-- Begin SUPPLIED RECORDS --

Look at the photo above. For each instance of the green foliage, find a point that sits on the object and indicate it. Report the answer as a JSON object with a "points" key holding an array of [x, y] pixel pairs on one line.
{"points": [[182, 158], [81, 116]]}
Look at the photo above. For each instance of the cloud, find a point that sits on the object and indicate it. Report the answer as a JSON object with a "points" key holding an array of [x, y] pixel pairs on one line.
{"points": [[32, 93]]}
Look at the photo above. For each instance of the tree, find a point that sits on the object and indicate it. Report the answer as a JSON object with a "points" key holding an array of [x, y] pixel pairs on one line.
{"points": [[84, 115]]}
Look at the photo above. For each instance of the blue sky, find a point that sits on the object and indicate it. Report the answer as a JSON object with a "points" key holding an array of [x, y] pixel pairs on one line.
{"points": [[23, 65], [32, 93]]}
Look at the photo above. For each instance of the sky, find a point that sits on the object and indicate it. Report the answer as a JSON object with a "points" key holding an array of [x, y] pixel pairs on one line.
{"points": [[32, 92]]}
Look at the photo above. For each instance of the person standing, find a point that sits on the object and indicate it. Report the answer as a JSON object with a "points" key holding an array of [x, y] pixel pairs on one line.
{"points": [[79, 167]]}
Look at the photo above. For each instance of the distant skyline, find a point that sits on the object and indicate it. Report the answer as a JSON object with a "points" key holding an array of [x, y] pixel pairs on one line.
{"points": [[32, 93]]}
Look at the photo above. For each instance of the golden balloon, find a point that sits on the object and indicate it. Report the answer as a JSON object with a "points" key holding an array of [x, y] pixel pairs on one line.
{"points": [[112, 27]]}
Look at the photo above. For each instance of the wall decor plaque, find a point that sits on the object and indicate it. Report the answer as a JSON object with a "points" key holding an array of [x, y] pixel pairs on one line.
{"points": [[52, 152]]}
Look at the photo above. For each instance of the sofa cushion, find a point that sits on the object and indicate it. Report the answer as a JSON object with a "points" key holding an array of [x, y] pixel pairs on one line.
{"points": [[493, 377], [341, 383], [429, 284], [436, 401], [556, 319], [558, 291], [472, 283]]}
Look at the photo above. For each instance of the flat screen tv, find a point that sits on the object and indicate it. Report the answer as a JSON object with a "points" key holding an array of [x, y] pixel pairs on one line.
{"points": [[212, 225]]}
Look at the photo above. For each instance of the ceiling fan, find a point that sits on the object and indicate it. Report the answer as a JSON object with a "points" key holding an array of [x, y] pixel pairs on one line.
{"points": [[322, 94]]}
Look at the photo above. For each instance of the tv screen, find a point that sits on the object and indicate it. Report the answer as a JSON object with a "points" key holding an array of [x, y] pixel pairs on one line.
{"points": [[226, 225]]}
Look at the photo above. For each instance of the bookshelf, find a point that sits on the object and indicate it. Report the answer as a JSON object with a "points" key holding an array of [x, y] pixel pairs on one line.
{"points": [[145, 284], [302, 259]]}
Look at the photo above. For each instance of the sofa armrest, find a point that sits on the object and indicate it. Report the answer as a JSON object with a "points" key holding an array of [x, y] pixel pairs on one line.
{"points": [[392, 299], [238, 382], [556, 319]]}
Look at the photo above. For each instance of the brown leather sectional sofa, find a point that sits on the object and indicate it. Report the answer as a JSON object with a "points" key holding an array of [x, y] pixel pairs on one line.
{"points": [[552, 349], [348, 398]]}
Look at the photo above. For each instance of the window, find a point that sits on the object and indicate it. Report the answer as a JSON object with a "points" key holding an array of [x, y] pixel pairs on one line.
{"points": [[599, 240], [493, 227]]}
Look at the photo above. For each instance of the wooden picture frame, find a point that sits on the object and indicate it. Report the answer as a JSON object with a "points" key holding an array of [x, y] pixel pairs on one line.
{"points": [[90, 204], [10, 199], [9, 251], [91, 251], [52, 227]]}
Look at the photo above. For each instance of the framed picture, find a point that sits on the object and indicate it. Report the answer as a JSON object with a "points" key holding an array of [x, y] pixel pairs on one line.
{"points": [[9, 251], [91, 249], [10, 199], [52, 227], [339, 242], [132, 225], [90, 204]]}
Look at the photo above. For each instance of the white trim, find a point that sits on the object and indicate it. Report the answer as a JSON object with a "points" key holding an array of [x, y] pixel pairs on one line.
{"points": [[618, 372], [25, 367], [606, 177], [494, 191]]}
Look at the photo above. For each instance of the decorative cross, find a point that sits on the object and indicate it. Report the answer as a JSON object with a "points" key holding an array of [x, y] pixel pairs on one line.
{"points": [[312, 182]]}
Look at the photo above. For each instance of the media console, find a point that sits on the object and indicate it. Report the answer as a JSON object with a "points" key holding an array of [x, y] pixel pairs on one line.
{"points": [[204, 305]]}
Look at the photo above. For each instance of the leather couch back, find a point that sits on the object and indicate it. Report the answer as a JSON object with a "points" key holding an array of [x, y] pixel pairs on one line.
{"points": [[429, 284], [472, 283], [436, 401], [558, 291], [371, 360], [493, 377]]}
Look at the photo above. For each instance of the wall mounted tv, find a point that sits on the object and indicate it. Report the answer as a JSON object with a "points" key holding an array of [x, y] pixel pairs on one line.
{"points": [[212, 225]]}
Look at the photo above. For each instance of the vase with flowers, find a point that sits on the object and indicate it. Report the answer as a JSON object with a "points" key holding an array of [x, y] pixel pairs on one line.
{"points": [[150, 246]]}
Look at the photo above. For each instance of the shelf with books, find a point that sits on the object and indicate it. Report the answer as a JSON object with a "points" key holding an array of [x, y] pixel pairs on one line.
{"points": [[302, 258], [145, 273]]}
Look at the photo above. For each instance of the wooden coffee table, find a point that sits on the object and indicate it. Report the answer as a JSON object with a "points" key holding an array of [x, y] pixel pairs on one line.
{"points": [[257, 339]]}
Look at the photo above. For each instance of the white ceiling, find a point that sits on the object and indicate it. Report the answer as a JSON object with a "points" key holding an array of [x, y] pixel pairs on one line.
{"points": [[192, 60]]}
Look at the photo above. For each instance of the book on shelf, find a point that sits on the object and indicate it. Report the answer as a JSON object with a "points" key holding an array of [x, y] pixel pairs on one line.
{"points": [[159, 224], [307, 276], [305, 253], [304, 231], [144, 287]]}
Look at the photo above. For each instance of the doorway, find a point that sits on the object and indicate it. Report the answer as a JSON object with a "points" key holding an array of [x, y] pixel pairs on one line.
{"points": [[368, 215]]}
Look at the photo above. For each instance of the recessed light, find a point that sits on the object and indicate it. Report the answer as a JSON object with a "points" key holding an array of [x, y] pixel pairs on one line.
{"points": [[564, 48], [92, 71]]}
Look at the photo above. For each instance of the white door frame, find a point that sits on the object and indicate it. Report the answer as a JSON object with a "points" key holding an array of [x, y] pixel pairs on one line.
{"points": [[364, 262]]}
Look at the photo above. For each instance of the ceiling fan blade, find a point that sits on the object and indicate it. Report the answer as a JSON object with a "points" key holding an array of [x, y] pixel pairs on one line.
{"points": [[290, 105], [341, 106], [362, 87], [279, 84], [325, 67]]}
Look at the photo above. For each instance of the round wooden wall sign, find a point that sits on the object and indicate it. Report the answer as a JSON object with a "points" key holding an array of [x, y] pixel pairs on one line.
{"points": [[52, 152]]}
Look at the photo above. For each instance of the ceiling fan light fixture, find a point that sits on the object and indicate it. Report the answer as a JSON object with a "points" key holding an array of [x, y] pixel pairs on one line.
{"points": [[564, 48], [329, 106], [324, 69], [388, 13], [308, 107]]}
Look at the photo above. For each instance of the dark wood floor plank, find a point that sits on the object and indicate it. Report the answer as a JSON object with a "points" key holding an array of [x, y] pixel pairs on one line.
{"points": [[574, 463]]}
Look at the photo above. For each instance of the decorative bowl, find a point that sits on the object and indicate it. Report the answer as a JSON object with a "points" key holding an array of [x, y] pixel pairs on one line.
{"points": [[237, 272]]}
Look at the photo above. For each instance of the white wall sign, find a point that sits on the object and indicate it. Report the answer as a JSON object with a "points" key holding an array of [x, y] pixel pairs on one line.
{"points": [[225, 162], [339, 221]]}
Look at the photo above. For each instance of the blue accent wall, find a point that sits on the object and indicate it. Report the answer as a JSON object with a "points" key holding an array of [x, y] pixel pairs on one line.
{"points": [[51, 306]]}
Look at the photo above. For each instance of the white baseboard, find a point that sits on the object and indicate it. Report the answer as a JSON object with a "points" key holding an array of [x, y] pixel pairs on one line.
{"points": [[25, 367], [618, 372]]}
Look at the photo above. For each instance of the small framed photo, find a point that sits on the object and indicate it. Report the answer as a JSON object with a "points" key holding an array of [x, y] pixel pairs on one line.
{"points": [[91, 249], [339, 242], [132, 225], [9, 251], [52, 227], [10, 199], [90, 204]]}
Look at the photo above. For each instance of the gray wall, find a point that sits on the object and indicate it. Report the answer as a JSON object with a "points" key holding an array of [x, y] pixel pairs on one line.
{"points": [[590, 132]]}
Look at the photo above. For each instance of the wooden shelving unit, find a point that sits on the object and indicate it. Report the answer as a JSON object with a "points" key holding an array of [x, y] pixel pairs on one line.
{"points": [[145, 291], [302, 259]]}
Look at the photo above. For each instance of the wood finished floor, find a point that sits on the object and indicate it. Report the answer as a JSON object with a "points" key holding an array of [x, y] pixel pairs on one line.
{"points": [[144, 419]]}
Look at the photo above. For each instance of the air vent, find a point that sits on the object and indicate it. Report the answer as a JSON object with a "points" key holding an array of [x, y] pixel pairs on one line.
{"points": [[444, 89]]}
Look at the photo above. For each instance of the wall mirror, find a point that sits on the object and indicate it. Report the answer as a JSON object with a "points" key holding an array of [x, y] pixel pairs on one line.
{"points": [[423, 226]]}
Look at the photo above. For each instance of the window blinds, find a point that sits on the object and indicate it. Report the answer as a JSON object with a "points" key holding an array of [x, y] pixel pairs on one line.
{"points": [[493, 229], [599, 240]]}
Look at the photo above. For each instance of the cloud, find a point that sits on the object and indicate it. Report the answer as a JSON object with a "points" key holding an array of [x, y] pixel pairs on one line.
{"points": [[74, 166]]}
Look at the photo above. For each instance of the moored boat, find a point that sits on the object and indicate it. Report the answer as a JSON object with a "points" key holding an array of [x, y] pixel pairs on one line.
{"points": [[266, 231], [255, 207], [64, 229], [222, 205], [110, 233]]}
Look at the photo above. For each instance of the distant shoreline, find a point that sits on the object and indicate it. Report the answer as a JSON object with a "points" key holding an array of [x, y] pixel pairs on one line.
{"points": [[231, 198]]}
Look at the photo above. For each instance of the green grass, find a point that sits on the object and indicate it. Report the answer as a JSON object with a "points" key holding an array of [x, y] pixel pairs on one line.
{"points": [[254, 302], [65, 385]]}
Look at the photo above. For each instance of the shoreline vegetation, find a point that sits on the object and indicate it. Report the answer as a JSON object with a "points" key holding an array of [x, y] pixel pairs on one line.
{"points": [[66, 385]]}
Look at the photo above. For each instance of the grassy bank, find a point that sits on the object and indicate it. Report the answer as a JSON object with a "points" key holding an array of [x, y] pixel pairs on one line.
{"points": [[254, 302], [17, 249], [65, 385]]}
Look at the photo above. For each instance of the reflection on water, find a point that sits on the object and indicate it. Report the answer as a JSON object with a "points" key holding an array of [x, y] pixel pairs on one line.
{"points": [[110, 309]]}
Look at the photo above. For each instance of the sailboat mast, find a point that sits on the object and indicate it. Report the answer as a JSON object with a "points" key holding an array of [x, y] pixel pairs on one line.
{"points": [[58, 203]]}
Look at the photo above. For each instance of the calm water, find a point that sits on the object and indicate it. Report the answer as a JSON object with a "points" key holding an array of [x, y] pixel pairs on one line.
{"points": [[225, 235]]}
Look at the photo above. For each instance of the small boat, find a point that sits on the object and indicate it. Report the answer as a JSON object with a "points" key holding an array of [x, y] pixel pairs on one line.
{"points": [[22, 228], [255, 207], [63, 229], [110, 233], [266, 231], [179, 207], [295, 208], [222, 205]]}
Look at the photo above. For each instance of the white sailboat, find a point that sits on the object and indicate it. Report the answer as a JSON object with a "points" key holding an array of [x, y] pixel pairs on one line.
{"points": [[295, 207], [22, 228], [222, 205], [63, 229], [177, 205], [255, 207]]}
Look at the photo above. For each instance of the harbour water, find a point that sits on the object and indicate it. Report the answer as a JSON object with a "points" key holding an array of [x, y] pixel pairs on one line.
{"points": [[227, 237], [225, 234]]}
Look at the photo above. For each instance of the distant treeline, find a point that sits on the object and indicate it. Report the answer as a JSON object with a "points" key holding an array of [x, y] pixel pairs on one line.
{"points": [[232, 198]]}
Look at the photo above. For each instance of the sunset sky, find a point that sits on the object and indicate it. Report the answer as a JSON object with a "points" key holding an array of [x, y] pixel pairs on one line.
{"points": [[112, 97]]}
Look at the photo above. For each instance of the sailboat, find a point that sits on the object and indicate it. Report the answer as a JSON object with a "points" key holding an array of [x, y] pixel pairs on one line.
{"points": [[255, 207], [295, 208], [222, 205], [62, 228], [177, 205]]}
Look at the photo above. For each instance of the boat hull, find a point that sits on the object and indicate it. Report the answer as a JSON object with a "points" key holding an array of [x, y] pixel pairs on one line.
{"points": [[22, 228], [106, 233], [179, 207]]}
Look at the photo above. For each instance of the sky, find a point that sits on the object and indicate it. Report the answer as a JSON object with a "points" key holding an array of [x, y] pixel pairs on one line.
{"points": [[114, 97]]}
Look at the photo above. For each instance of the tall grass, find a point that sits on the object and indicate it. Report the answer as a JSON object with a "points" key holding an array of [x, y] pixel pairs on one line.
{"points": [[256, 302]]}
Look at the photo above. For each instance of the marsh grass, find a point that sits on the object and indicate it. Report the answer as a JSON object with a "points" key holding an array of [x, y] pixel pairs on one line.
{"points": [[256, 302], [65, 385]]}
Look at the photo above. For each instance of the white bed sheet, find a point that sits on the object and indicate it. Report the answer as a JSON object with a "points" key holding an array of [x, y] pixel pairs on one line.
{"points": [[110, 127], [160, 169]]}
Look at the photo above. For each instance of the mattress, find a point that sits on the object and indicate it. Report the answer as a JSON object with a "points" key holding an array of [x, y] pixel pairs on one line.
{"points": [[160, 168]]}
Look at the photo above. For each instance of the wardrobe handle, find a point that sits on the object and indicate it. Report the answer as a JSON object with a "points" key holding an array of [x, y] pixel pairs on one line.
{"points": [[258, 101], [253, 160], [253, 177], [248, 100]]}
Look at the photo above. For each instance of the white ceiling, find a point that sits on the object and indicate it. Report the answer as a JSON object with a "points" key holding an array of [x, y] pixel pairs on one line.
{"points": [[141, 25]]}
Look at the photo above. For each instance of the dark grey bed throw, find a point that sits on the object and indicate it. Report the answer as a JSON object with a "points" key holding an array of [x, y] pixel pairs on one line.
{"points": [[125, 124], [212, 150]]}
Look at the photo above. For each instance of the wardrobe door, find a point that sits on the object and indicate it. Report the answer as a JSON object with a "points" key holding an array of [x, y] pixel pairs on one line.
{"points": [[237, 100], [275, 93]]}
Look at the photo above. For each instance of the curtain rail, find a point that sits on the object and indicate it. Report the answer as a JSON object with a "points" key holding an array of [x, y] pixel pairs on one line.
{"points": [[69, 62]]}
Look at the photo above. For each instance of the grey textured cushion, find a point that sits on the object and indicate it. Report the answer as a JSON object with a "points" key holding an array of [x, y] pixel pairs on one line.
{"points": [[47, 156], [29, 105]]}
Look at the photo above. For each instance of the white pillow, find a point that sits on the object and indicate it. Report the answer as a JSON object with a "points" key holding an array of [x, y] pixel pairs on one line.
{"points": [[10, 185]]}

-- End SUPPLIED RECORDS --

▸ DIRECTIONS FOR THIS TASK
Write out again, unchanged, every line from the line containing "the dark grey" to the final line of the material above.

▸ EXERCISE RESULT
Look at the photo above. For each instance of the dark grey bed throw, find a point that sits on the object and indicate it. Report the answer as a JSON object with a "points" key holding an array of [x, y] pixel pairs on one line.
{"points": [[125, 124], [212, 150]]}
Look at the photo above. For each instance of the wardrobe door, find a point that sits on the object and indicate it. Report the answer as a JSON object with a "points" key holding an array of [x, y] pixel pairs on one line.
{"points": [[237, 100], [275, 93]]}
Look at the photo above. For each instance of the curtain rail, find a point that sits on the object and indicate it. Report the answer as a JSON object with a "points" key holding an array of [x, y] pixel pairs on one line.
{"points": [[69, 62]]}
Look at the photo above. For each instance of the grey textured cushion, find a point that sits on the object and indicate it. Report the answer as a JSON object with a "points" key holding an array of [x, y] pixel pairs on one line.
{"points": [[47, 156], [29, 105]]}
Look at the photo above. For each instance of the white pillow, find a point that sits on the object and indicate it. Report the answer as a JSON object with a "points" key holding an array of [x, y] pixel pairs on one line.
{"points": [[10, 185]]}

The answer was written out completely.